## Aim of the task
Could you write out these rows again, swapping every "Target" for "Label" and leaving everything else unchanged?

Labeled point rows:
════

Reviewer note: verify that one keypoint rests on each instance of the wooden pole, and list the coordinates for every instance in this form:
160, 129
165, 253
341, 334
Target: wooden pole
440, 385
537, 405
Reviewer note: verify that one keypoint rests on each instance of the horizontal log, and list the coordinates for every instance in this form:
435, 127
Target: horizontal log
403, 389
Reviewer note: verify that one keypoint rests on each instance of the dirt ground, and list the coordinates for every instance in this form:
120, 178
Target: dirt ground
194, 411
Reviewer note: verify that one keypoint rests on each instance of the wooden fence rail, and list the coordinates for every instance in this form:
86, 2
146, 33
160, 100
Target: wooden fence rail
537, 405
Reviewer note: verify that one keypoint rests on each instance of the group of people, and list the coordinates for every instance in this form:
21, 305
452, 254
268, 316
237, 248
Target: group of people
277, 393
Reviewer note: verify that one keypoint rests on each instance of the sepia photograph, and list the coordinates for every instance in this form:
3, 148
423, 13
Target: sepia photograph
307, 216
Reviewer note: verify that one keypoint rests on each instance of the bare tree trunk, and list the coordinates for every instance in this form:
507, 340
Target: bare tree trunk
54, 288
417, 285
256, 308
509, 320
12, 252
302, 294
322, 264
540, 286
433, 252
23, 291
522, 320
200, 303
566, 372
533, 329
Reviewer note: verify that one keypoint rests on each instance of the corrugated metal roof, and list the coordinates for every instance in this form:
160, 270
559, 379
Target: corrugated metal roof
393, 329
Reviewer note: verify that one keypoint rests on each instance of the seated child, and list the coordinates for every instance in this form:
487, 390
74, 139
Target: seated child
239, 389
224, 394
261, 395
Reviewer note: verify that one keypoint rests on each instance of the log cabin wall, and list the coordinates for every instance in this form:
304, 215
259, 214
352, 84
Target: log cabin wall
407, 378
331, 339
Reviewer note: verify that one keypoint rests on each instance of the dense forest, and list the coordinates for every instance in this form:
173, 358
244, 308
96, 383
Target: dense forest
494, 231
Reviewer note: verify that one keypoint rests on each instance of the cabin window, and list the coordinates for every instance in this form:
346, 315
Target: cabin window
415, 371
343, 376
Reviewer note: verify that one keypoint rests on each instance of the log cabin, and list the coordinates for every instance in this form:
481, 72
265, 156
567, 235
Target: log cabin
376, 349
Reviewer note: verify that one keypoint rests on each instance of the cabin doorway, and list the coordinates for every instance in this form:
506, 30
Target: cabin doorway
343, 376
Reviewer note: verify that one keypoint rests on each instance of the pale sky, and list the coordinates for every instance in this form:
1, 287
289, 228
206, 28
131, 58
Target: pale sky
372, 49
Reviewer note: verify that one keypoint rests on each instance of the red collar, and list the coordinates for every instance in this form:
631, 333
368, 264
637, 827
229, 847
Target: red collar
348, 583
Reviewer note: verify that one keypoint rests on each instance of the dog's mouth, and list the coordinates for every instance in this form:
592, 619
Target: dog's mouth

════

## Solution to this task
Reviewer note: verify that one keypoint rests on each instance of the wooden pole, and list the coordinates for every instance in this form:
160, 129
165, 253
341, 334
Label: wooden pole
440, 385
537, 405
Reviewer note: verify that one keypoint rests on each instance of the horizontal log, and list the coordinates for every instance in this form:
435, 127
Label: horizontal log
403, 389
Reviewer note: verify that one keypoint rests on each instance of the dirt ground, and list the coordinates for every instance in this form:
120, 178
Label: dirt ground
194, 411
Reviewer note: verify that one keypoint rests on each instance of the wooden fence rail, and list the coordinates for every instance in this form:
86, 2
146, 33
160, 100
Label: wooden fence rail
537, 405
Reviewer note: verify that one keypoint rests on each instance of the group of people, and list the coordinates for every instance in this form:
21, 305
452, 254
268, 316
237, 248
Label: group of people
277, 393
Reviewer note: verify that one keypoint rests on each instance of the sepia photograph, and list the coordinates for every instance in this form:
3, 148
423, 13
Label: sepia photograph
307, 216
Reviewer note: verify that one keypoint rests on each instance of the bare tree trunk, and list the coordinates for every instance in this form:
507, 340
Label: bare tree trunk
54, 288
417, 285
256, 308
509, 320
12, 252
302, 294
322, 264
540, 286
433, 252
23, 291
522, 320
200, 303
566, 372
533, 329
Reviewer note: verify that one keypoint rests on each instance of the corrugated metal roof, and list the coordinates for every instance in this form:
160, 270
559, 379
Label: corrugated metal roof
393, 329
Reviewer note: verify that one keypoint rests on each instance of the seated child, and list the coordinates for every instance in this form:
487, 390
74, 139
Label: seated child
239, 389
224, 394
261, 395
Reviewer note: verify that one keypoint rests on each instance of the log cabin wall, and list the coordinates for every instance in this form:
304, 215
259, 214
352, 84
Label: log cabin wall
407, 378
331, 339
Reviewer note: verify that one keypoint rests on each instance of the dense forest, and list the coordinates for every instance in this form:
173, 358
244, 308
96, 383
Label: dense forest
494, 231
Reviewer note: verify that one keypoint rests on each instance of the cabin window, and list the coordinates for every instance in this form:
346, 315
Label: cabin window
415, 371
343, 376
Reviewer note: verify that one keypoint rests on each instance of the log cabin, and list the coordinates for every instance in this form:
481, 72
265, 156
567, 235
Label: log cabin
376, 349
Reviewer note: verify that one keypoint rests on each instance of the cabin doorway, and list the coordinates for every instance in this form:
506, 30
Label: cabin doorway
343, 376
Reviewer note: verify that one keypoint rests on each instance of the pale sky, and list the coordinates for every instance in this form:
1, 287
289, 228
206, 28
131, 58
Label: pale sky
372, 49
Reviewer note: verify that one keypoint rests on each instance of the red collar, and list the coordinates for every instance in this form:
631, 333
368, 264
637, 827
229, 847
Label: red collar
348, 583
Reviewer note: verify that one keypoint rests on each instance of the dog's mouth, and list the coordinates for every instance in this form:
592, 619
Label: dog's mouth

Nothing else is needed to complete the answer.